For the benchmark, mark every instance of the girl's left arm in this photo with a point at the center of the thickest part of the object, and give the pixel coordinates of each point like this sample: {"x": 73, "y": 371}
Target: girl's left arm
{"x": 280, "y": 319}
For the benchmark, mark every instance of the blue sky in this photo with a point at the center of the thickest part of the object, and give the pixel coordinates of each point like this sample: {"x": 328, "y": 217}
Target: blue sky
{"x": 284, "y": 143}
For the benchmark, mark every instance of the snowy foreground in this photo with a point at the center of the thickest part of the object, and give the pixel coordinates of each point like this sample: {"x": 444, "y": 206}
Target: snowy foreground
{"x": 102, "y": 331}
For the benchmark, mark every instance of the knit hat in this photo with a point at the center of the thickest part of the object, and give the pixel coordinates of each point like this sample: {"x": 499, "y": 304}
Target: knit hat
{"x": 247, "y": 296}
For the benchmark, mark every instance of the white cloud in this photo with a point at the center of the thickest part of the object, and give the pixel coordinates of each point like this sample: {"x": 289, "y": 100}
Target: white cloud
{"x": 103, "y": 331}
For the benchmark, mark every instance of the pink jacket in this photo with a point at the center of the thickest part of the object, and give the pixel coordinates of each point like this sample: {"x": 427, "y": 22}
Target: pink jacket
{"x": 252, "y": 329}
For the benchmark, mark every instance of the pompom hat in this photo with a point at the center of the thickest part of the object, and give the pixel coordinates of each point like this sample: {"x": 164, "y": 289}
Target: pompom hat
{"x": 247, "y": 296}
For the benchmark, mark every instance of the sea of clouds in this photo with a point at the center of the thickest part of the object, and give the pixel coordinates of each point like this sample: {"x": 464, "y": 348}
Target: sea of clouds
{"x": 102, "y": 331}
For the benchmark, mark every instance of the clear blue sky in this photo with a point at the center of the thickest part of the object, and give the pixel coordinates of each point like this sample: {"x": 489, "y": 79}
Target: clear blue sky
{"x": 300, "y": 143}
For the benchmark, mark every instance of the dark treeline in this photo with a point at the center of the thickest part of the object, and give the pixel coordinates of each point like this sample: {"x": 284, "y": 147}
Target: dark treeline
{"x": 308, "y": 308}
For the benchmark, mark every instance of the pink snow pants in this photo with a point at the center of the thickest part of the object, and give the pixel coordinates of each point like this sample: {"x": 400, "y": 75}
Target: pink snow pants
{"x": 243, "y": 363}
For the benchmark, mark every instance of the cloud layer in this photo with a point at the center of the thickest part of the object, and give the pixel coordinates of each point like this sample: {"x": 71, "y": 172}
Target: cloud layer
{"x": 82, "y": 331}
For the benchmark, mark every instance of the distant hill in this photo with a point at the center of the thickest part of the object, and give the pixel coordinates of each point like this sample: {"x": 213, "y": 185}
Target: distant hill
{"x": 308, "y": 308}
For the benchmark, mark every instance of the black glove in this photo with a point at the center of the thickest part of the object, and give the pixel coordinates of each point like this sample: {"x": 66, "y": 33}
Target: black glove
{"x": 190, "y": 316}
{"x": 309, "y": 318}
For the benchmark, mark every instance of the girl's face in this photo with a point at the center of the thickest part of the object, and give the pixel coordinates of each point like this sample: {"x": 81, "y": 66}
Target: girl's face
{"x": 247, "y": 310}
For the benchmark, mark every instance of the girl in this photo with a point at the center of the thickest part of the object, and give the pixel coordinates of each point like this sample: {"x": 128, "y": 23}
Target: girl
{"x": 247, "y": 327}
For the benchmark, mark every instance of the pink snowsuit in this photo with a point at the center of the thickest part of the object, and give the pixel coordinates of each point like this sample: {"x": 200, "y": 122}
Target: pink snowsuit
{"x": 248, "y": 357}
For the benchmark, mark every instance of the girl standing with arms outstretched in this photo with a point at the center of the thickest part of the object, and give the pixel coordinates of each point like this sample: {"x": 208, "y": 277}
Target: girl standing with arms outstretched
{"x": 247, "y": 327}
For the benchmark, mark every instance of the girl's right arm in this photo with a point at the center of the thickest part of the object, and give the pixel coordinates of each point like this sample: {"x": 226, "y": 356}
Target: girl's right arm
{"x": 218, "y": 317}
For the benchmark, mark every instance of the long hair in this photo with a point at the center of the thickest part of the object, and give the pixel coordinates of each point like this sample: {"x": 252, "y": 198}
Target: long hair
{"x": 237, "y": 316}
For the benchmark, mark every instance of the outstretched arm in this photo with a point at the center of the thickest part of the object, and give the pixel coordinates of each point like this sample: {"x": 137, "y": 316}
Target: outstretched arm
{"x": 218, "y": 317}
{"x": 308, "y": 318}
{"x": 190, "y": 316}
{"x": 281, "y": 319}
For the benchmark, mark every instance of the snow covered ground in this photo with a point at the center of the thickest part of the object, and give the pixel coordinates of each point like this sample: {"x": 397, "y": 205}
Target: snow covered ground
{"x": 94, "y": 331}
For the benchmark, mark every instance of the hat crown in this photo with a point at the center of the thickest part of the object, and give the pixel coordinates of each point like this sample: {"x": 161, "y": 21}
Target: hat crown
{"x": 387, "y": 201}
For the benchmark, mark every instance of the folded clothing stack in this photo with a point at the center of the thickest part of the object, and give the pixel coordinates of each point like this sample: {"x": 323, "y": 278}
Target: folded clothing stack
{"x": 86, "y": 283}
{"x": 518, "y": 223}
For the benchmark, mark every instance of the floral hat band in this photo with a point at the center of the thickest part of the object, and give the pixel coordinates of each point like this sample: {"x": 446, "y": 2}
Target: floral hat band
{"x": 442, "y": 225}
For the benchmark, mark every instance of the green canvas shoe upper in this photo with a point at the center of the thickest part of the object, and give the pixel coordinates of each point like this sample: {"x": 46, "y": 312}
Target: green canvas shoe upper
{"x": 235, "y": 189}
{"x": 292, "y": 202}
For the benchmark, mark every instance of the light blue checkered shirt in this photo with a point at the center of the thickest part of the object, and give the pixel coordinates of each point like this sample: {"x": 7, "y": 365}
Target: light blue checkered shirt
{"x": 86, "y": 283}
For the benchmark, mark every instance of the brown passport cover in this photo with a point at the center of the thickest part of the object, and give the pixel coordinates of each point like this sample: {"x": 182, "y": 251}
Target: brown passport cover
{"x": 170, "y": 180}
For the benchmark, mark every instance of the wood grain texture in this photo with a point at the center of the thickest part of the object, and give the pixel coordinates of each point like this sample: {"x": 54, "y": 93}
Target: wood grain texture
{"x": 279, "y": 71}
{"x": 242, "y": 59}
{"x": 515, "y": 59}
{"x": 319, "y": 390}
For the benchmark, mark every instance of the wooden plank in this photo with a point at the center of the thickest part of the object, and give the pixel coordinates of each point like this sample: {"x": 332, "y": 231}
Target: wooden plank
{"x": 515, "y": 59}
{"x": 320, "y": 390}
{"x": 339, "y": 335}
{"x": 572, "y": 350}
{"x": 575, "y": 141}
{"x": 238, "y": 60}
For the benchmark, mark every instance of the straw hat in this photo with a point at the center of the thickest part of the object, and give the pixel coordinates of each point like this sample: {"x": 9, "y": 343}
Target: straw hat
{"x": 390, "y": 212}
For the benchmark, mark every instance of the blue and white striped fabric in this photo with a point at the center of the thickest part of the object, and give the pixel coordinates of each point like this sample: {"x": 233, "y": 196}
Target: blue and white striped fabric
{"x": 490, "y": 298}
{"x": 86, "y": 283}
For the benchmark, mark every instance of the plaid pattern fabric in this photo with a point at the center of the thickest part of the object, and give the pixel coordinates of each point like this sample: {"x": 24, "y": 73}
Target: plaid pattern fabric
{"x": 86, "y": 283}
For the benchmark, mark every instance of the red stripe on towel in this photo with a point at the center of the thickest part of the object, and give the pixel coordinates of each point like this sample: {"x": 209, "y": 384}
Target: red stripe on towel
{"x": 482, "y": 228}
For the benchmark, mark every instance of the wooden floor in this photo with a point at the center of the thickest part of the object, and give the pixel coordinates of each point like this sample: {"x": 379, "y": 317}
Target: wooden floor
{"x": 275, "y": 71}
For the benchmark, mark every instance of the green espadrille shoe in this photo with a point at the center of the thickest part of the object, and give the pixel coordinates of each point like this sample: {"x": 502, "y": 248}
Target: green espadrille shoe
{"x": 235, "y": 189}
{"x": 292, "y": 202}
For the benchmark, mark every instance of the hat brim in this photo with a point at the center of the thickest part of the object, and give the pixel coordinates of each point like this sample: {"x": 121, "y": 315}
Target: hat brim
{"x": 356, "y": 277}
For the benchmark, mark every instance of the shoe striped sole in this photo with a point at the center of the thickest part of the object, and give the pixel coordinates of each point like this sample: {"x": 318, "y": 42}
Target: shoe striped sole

What you will do >> Only those lines running from the one containing "For the benchmark, mark every instance of the wooden floor" through the last line of the data above are to be copied, exactly, with both ends included.

Completed exercise >>
For the benchmark, mark every instance of the wooden floor in this photo with a point at the center of the thickest part of the object, and give the pixel coordinates of each point like this sample: {"x": 379, "y": 317}
Target: wooden floor
{"x": 275, "y": 71}
For the benchmark, mark every instance of the green espadrille shoe in this photo with a point at the center of the thickest part of the object, and give the pixel coordinates of each point like this sample: {"x": 502, "y": 248}
Target: green espadrille shoe
{"x": 235, "y": 189}
{"x": 292, "y": 202}
For the benchmark, mark every instance of the hat brim in this photo with a point at the center of the thickest part of the object, and give the pixel coordinates of each point like this sample: {"x": 121, "y": 315}
Target: hat brim
{"x": 356, "y": 277}
For the benchmark, mark every instance of the shoe striped sole in this photo with a point at the center of the thickest part of the object, and give the pixel coordinates of each point like this sample: {"x": 318, "y": 42}
Target: shoe striped sole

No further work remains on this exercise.